# Excerpt provided
In another aspect, a method for placing a sensor line in a wellbore is provided. The method includes placing a tubular in the wellbore, the tubular having a first conduit operatively attached thereto, whereby the first conduit extends substantially the entire length of the tubular. The method further includes pushing a fiber in metal tubing through the first conduit.

In yet another aspect, an assembly for an intelligent well is provided. The assembly includes a tubular having a first conduit operatively attached thereto and a fiber in metal tubing deployable in the first conduit.

BRIEF DESCRIPTION OF THE DRAWINGS

So that the manner in which the above recited features of the present invention can be understood in detail, a more particular description of the invention, briefly summarized above, may be had by reference to embodiments, some of which are illustrated in the appended drawings. It is to be noted, however, that the appended drawings illustrate only typical embodiments of this invention and are therefore not to be considered limiting of its scope for the invention may admit to other equally effective embodiments.

FIG. 1 is a cross-sectional view illustrating a wellbore with a gravel pack disposed at a lower end thereof.

FIG. 2 is a cross-sectional view illustrating a lower control line operatively attached to a screen tubular.

FIG. 3 is a cross-sectional view illustrating a string of production tubing disposed in the wellbore.

FIG. 4 is an enlarged view illustrating a hydraulic connection between an upper control line and the lower control line.

FIG. 5 is an isometric view illustrating a sensor line for use with the present invention.

FIG. 6 is a cross-sectional view illustrating the sensor line mechanically disposed in a passageway.

FIG. 7 is a cross-sectional view illustrating the sensor line hydraulically disposed in the passageway.

FIG. 8 is a cross-sectional view illustrating the sensor line connected to a data collection box.

DETAILED DESCRIPTION OF THE PREFERRED EMBODIMENTS

Embodiments of the present invention generally provide a method and an apparatus for placement of a sensor arrangement in a well, such as fiber optic sensor, to monitor various characteristics of the well. For ease of explanation, the invention will be described generally in relation to a cased vertical wellbore with a sand screen and a gravel pack disposed at the lower end thereof. It is to be understood, however, that the invention may be employed in a wellbore without either a sand screen or a gravel pack. Furthermore, the invention may be employed in a horizontal wellbore or a diverging wellbore.

FIG. 1 is a cross-sectional view illustrating a wellbore 100 with a gravel pack 150 disposed at a lower end thereof. As depicted, the wellbore 100 is lined with a string of casing 105. The casing 105 provides support to the wellbore 100 and facilitates the isolation of certain areas of the wellbore 100 adjacent hydrocarbon bearing formations. The casing 105 typically extends down the wellbore 100 from the surface of the well to a designated depth. An annular area is thus defined between the outside of the casing 105 and the earth formation. This annular area is filled with cement to permanently set the casing 105 in the wellbore 100 and to facilitate the isolation of production zones and fluids at different depths within the wellbore 100. It should be noted, however, the present invention may also be employed in an uncased wellbore, which is referred to as an open hole completion.

# Data excerpt
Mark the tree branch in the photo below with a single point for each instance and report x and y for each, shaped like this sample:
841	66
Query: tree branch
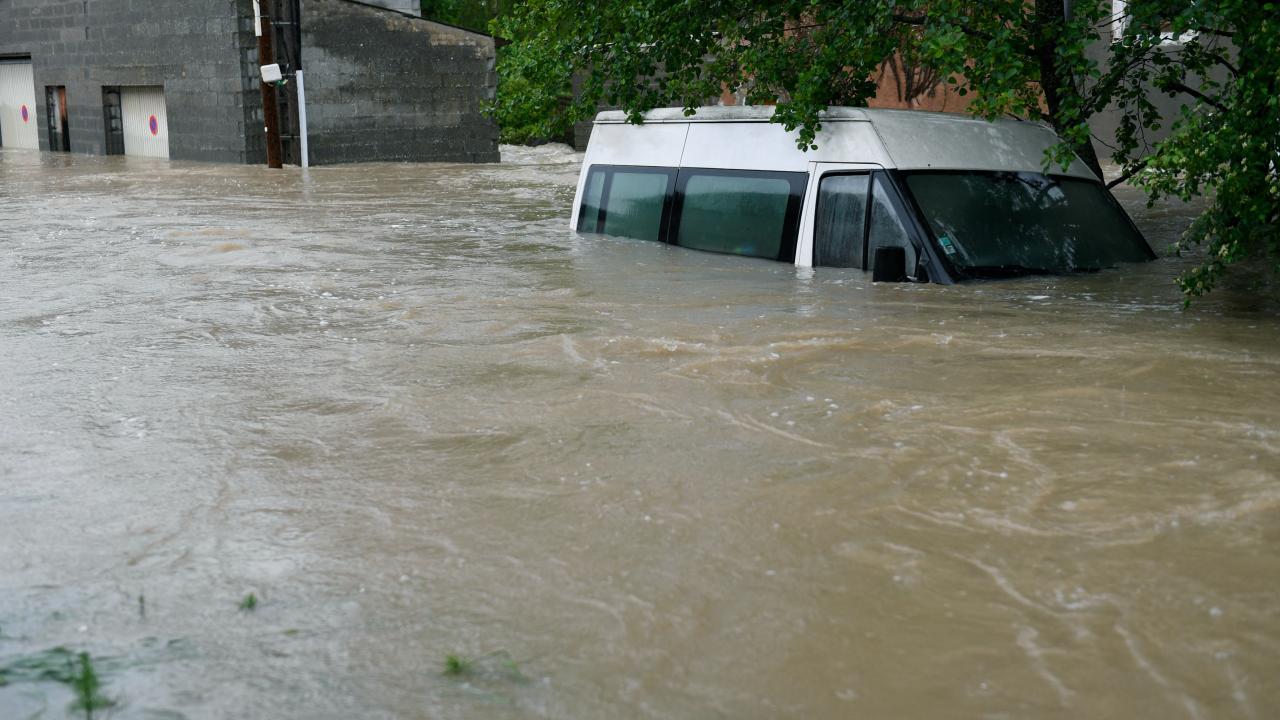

# Exercise objective
Retype the passage from the wellbore sensor text, starting at the words "In yet another" and ending after the words "pack disposed at a lower end thereof.". The material has no connection to the wellbore sensor text.

# Response
In yet another aspect, an assembly for an intelligent well is provided. The assembly includes a tubular having a first conduit operatively attached thereto and a fiber in metal tubing deployable in the first conduit.

BRIEF DESCRIPTION OF THE DRAWINGS

So that the manner in which the above recited features of the present invention can be understood in detail, a more particular description of the invention, briefly summarized above, may be had by reference to embodiments, some of which are illustrated in the appended drawings. It is to be noted, however, that the appended drawings illustrate only typical embodiments of this invention and are therefore not to be considered limiting of its scope for the invention may admit to other equally effective embodiments.

FIG. 1 is a cross-sectional view illustrating a wellbore with a gravel pack disposed at a lower end thereof.